> _Stated goal_: Scale all the entries below by writing every line out again, requests included, with each coordinate in the answers multiplied by 0.45 and rounded to a whole number (halves round up); leave the pictures out.

━━ Excerpted data

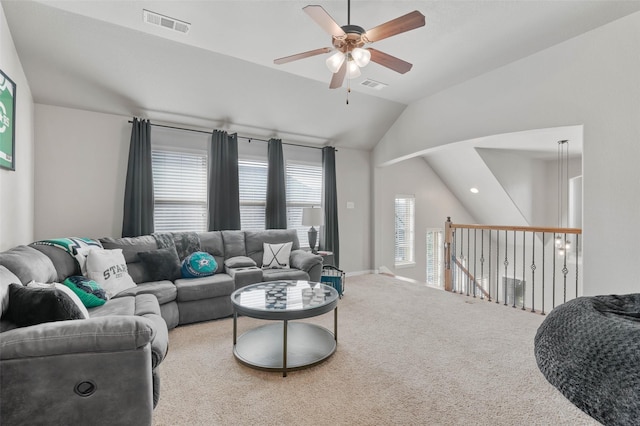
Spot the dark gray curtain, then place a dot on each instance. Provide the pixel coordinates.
(138, 191)
(276, 212)
(224, 187)
(329, 238)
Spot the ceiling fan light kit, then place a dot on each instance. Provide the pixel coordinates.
(349, 44)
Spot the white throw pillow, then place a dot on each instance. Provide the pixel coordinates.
(109, 269)
(67, 291)
(276, 256)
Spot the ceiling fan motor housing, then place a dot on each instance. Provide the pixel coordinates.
(354, 37)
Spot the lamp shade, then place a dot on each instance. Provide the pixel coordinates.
(312, 216)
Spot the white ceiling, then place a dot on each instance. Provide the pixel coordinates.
(100, 56)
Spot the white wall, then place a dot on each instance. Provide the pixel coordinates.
(434, 202)
(16, 187)
(590, 80)
(81, 167)
(353, 176)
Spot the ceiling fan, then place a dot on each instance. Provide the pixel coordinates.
(349, 44)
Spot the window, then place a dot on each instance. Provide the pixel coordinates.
(252, 175)
(404, 229)
(304, 189)
(435, 244)
(180, 191)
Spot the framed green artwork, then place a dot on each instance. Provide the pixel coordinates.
(7, 120)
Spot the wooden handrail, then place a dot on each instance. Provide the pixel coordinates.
(519, 228)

━━━━

> _Solution to this exercise_:
Spot the dark gray curtain, then place a dot on each instance. Provide the pixel coordinates.
(62, 86)
(124, 95)
(101, 84)
(148, 107)
Spot the ceiling fan light kit, then place a dot on each instance. Provide the pixel coordinates.
(157, 20)
Spot the white throw pillow, then place a dot on each instance. Provide the pixel coordinates.
(49, 121)
(30, 131)
(124, 115)
Spot the ceiling fan motor housing, then place a dot on each instance. Provide the pixel coordinates.
(159, 17)
Spot the lamp shade, then place a dot on each instance. Provide the pixel coordinates.
(140, 97)
Spot the white ceiling, then place a dot on each instance. Provide the pixel coordinates.
(45, 25)
Spot the white wall, then place a dot on each instance. Provide the pixel coordinates.
(195, 91)
(7, 84)
(266, 36)
(36, 75)
(159, 79)
Spot the ceiling fan, then place a dot on each instance. Provide the pixel coordinates.
(157, 20)
Spot the window, then place a dot on each instance. Provide the pixel coordinates.
(113, 79)
(182, 103)
(137, 85)
(196, 110)
(81, 86)
Spot the framed green artwork, then place a dot on each instance. Provide the pixel coordinates.
(3, 54)
Spot the wooden handrail, then place a dot on each instance. Provide the pixel coordinates.
(234, 103)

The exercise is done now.